- [EXCERPT]:
####################

ONE OF THE VALIANT WOMEN
Bernadette Foster
Towards the end of her life, Berna Foster told her daughter that when she was at the supermarket she used to speak to people whom she recognised from Sunday Mass, even if they had not been introduced. 'We don't need to be introduced', she said, 'if we've given each other the Kiss of Peace.' Such confident Catholicism energised the whole of her long life.
Most of that life was spent in Melbourne's Holy Name parish at East Preston, where she lived from the early years of her marriage. Soon after the Foster family moved there, East Preston became a separate parish and the family would become an essential player in the developing life of the parish. Half a century later, as Dr Wendy Cahill was writing the parish history—a good book, by the way—she remarked that two names stood out in the archival material: the founding pastor and Berna Foster.
Berna (from Bernadette) was fortunate in finding such a parish priest, an alumnus of Maynoooth College in Ireland, Father Anthony Cleary. He was an inspirer of lay activity in Melbourne and an ecumenical activist who was also attuned to new Catholic thinking on the liturgy. When Berna came to him with a plan to start a women's group in the parish, he readily agreed, stipulating only that she should be its leader.
The Catholic Women's League, as the new group came to be called, became indispensable, doing the everyday things that keep a parish alive. They ran the school tuckshop and recycled school uniforms and tended the altar and raised money for good causes and helped at the local hospital and taught English to migrants and collected old newspapers and visited those in institutional care and celebrated the ordinations of parishioners and First Holy Communions.
Berna herself responded eagerly to Vatican II initiatives. Growing up, she had been saddened by the often cruel division between Catholics and Protestants, so she became an ecumenical pioneer in East Preston. As a member of the interchurch council she went door-knocking with the local Presbyterian minister, not for money or proselytism but to publicise services at all churches in the neighbourhood. She spoke at ecumenical services for women and in time became a Catholic representative on the state interchurch council of women.

Artwork at the new Holy Name Church, East Preston, where Bernadette
Foster was one of the parish's foundation members.

####################

- [DATASET CONTENT]:

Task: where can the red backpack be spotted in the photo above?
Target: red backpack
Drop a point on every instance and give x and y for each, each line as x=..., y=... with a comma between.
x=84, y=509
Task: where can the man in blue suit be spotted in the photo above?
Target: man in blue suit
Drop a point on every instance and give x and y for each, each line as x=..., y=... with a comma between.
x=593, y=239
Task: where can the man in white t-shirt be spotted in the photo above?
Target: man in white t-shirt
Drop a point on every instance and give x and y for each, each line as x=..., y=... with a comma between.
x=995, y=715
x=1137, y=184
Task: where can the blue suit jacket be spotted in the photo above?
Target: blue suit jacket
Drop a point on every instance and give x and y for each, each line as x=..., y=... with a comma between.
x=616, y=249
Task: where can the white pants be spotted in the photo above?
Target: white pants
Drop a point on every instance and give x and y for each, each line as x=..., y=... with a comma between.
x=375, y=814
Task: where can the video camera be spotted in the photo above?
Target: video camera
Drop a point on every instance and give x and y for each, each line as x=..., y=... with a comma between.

####################

- [EXERCISES TO COMPLETE]:
1 - Name every person identified by name in the piece on Bernadette Foster above the entries.
2 - In the piece on Bernadette Foster, copy everything from "ONE OF THE VALIANT" down to "and Berna Foster.", replacing "supermarket" with "grocery store".
3 - Please continue the piece on Bernadette Foster from where it stops.

- [EXPECTED OUTPUTS]:
1 -
Bernadette (Berna) Foster
Dr Wendy Cahill
Father Anthony Cleary

2 -
ONE OF THE VALIANT WOMEN
Bernadette Foster
Towards the end of her life, Berna Foster told her daughter that when she was at the grocery store she used to speak to people whom she recognised from Sunday Mass, even if they had not been introduced. 'We don't need to be introduced', she said, 'if we've given each other the Kiss of Peace.' Such confident Catholicism energised the whole of her long life.
Most of that life was spent in Melbourne's Holy Name parish at East Preston, where she lived from the early years of her marriage. Soon after the Foster family moved there, East Preston became a separate parish and the family would become an essential player in the developing life of the parish. Half a century later, as Dr Wendy Cahill was writing the parish history—a good book, by the way—she remarked that two names stood out in the archival material: the founding pastor and Berna Foster.

3 -
Setting up a parish council, Father Cleary asked her to help write its constitution. Then he suggested that Berna be the one to speak about the parish council at Sunday Mass—a novelty, since up till then women had not entered the sanctuary of our churches, except as brides or cleaners. Next, she became a reader at Mass and then a eucharistic minister. She edited the parish paper and set up a parish library, making sure there were books to back up the challenging speakers she brought to women's meetings.
In these years the problems of migrant women came to the fore. Isolated at home and often with poor language skills, they were handicapped when they had to see a doctor or speak to their children's teachers, sometimes needing to employ those children as interpreters, an unsatisfactory arrangement. To meet this need, Berna became the regional coordinator of a 'home tutor' scheme which matched English-speaking women to migrant women in order to better their conversational skills.
An old friend drew Berna into this work, Joanna Waite of the Grail. When Berna was growing up she had encountered the Grail, a forward-looking Catholic women's movement from Holland, and it made her the confident Catholic she became. Above all, the Grail fostered in young women a personal responsibility for the mission of Christ and the church.
Throughout her life Berna acknowledged the continuing influence of the Grail's formation. Her daughter Judith, who has written her life (as yet unpublished), was named after one of the Australian founders.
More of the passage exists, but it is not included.